Report each line of the listing below that contains the word "building", copying every such line in full.

**Information given**.
┄┄┄┄┄┄┄┄┄┄

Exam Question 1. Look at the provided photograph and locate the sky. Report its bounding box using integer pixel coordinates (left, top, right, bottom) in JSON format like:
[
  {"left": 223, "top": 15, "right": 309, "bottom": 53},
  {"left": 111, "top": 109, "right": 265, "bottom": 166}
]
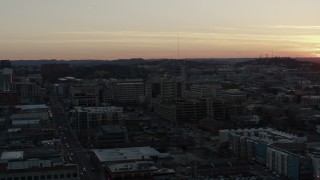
[{"left": 0, "top": 0, "right": 320, "bottom": 60}]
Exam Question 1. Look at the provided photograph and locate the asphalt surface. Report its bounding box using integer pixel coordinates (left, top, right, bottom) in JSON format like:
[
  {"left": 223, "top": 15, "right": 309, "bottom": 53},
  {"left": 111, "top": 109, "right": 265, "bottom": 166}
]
[{"left": 49, "top": 99, "right": 105, "bottom": 180}]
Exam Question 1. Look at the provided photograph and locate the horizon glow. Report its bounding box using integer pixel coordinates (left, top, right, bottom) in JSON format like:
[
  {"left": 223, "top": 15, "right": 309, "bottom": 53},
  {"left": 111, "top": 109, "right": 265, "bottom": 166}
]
[{"left": 0, "top": 0, "right": 320, "bottom": 60}]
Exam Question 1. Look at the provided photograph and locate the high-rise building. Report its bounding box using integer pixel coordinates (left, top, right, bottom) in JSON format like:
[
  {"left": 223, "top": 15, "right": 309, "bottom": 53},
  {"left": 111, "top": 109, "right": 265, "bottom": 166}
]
[{"left": 0, "top": 60, "right": 13, "bottom": 91}]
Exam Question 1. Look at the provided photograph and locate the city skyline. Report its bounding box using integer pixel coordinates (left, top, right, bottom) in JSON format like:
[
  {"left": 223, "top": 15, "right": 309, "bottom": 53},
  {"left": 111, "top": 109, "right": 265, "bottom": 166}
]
[{"left": 0, "top": 0, "right": 320, "bottom": 60}]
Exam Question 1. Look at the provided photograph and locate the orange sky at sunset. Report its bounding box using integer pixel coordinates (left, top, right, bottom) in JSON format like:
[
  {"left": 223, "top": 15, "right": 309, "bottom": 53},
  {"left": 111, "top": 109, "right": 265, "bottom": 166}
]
[{"left": 0, "top": 0, "right": 320, "bottom": 60}]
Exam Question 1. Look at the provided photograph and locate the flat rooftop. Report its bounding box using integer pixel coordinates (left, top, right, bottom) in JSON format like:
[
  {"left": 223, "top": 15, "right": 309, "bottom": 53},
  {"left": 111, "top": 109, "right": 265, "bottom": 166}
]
[
  {"left": 92, "top": 147, "right": 170, "bottom": 163},
  {"left": 107, "top": 161, "right": 158, "bottom": 173},
  {"left": 0, "top": 151, "right": 24, "bottom": 161},
  {"left": 15, "top": 104, "right": 49, "bottom": 110}
]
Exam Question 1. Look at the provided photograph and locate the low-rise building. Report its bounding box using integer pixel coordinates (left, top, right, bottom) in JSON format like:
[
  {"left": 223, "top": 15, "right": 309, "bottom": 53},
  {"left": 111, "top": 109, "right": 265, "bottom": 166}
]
[{"left": 0, "top": 149, "right": 80, "bottom": 180}]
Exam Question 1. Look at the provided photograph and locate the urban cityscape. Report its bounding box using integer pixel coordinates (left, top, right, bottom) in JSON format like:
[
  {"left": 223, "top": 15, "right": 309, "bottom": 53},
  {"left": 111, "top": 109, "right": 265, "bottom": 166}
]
[
  {"left": 0, "top": 57, "right": 320, "bottom": 180},
  {"left": 0, "top": 0, "right": 320, "bottom": 180}
]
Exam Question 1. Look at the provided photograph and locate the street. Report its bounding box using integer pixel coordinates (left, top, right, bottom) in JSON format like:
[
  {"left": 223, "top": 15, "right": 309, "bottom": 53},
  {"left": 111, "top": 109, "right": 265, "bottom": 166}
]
[{"left": 50, "top": 99, "right": 105, "bottom": 180}]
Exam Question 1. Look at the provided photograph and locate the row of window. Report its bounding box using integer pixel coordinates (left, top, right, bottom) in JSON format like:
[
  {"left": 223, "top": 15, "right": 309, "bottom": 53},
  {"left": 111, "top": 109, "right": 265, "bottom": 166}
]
[{"left": 0, "top": 173, "right": 78, "bottom": 180}]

┄┄┄┄┄┄┄┄┄┄

**Expected output**.
Exam Question 1. Look at the provided photograph and locate the high-rise building. Report its bounding box using integer pixel coordinates (left, top, right, bottom) in JSON format like:
Exam Question 1. Look at the provided photograph and locate the low-rise building. Report its bounding box using integer pixel coordinates (left, top, right, bottom) in JSON format like:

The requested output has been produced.